» **Required action**:
Please carry on the news piece about the Rolling Stones' NME awards from where it stops.

» **Text block**:
:::::
Almost 50 years after the Rolling Stones first provoked hysteria at the NME awards, the rock veterans have been embraced by a new generation after winning two prizes at this year’s ceremony.
The Stones repeated their success of 1964, when their performance could “hardly be heard above the shouts” at the Empire Pool, Wembley and they left the NME Poll-Winners’ All-Star concert with a pair of prizes.
This time readers of the trend-setting music magazine voted the Stones Best Live Band for their two 50th anniversary shows at the O2 Arena last year. It’s unclear how many NME readers paid £400 for tickets to attend the sold-out concerts.
Sir Mick Jagger’s group also won Best Music Film for Crossfire Hurricane, the feature-length documentary about the group’s exploits.
Ronnie Wood, 65, the Stones’ guitarist, picked up the awards at the ceremony held at the Troxy in East London, saying, "Mick, Keith and Charlie are backstage, but they're a bit scared to come out."
Wood delighted the audience by joining Johnny Marr, the former Smiths guitarist who was given the Godlike Genius award, for an impromptu performance to close the show. Justin Young of The Vaccines also joined the pan-generational “supergroup”.
The NME, whose print circulation has slumped during a dearth period for popular “indie” guitar bands, this week put David Bowie, 66, on its cover.
:::::
» **Extracted material**:
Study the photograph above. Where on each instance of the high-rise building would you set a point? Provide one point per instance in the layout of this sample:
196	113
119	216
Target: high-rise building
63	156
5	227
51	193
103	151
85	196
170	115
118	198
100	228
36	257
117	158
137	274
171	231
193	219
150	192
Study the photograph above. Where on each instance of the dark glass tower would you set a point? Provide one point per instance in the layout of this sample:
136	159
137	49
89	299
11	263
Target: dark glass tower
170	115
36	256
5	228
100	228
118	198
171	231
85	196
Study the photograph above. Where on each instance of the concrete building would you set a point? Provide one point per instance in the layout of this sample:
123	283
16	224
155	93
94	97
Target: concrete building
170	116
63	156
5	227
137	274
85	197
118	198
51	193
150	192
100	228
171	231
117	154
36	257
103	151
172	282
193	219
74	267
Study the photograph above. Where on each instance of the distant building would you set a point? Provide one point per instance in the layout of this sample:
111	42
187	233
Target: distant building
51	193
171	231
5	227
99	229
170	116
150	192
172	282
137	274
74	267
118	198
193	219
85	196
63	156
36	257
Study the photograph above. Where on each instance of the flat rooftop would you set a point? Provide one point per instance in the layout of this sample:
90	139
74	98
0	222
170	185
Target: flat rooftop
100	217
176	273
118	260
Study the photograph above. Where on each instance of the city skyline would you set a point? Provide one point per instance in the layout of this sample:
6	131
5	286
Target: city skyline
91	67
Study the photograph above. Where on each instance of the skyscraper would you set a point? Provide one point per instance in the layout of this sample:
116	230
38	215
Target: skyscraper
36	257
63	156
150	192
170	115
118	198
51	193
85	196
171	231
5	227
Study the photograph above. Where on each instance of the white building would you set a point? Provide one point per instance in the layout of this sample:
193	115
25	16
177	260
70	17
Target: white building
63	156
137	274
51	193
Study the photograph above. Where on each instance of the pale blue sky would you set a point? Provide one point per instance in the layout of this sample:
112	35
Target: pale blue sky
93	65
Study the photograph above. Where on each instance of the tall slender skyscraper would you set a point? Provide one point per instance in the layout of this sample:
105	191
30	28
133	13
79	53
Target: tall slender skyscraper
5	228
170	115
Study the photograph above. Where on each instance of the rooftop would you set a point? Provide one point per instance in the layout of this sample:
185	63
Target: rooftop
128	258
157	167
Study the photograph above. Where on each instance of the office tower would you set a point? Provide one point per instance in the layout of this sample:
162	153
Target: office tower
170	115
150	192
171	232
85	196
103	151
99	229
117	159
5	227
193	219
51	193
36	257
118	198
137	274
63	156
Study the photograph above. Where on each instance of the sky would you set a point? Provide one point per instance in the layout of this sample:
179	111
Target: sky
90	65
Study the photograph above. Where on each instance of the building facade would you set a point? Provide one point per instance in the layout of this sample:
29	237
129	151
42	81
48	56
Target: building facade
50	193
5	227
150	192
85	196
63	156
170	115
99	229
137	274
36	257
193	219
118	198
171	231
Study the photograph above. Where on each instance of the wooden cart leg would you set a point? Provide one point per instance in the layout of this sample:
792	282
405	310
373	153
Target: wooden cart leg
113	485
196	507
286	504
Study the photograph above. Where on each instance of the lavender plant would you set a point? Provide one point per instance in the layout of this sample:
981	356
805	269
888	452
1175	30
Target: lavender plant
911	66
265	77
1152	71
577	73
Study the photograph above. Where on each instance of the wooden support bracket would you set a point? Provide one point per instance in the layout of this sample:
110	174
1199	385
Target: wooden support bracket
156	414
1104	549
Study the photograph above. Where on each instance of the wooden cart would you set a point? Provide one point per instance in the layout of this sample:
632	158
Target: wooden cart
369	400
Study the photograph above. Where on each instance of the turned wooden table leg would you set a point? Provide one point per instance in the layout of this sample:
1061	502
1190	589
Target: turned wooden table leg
:::::
» **Output below**:
The magazine, which claims an online readership of more than one million, is pinning its hopes on London quartet Palma Violets, who won Best New Band, sparking a rock revival.
Florence Welch retained her Best Solo Artist title and took the Dancefloor Anthem award for her pop chart-topping single with Calvin Harris, "Sweet Nothing".
Scottish rockers Biffy Clyro, now elevated to festival headline status, were voted Best British Band. Brighton band The Maccabees beat Jake Bugg and Alt-J to take the Best Album award for their third collection, Given To The Wild.
NME readers thumbed their noses at the latest pop sensations by voting One Direction Worst Band and their frontman Harry Styles Villain of the Year, edging out David Cameron for the “honour”.
The Cribs, the Wakefield trio of siblings regarded as guardians of the “independent” music ethos, received an Outstanding Contribution award. Oxford band Foals won Best Track for their single, "Inhaler". Bass player and singer Gary Jarman said, "the NMEs are not the Brits, the NMEs like to celebrate the outsiders and the weirdos."
The awards, presented by comedian Russell Kane, have traditionally been relied upon to provide the rock'n'roll antics lacking at an increasingly conservative Brit Awards.
But with one of the highlights provided by a duet between Paul Weller, 54, and Miles Kane, the magazine is finding that veteran names are a more reliable source of entertainment and sales.
Marr, 49, given the Godlike Genius prize, previously awarded to The Clash and Dave Grohl, won three NME awards, including Best Instrumentalist, in 1984.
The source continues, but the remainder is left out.